Stored data ▸
========

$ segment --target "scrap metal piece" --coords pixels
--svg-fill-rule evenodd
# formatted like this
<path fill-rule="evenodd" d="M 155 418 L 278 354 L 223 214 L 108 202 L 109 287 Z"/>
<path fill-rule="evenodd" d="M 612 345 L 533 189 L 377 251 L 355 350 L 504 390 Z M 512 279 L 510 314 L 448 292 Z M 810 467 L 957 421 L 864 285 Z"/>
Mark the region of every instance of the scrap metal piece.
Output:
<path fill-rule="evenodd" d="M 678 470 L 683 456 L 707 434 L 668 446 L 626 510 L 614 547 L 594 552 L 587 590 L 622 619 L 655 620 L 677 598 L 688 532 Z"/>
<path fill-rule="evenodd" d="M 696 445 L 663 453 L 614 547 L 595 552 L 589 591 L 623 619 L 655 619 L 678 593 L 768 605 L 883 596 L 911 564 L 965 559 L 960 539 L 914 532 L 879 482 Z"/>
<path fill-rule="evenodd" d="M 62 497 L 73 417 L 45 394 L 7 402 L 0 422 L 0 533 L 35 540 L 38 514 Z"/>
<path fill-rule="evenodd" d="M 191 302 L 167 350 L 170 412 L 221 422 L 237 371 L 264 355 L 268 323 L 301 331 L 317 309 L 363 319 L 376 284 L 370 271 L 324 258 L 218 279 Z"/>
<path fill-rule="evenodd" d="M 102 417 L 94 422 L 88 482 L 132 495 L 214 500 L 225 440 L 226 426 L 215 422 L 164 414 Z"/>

========

Exercise prompt ▸ Quote every line of the records above, from the first down to the one holding "612 345 L 533", exactly as written.

Written response ▸
$ segment --target "scrap metal piece" --coords pixels
--svg-fill-rule evenodd
# formatted like this
<path fill-rule="evenodd" d="M 155 418 L 278 354 L 223 214 L 108 202 L 109 287 Z"/>
<path fill-rule="evenodd" d="M 612 345 L 533 189 L 377 251 L 355 350 L 504 390 Z M 512 279 L 510 314 L 448 292 Z M 810 467 L 957 421 L 864 285 Z"/>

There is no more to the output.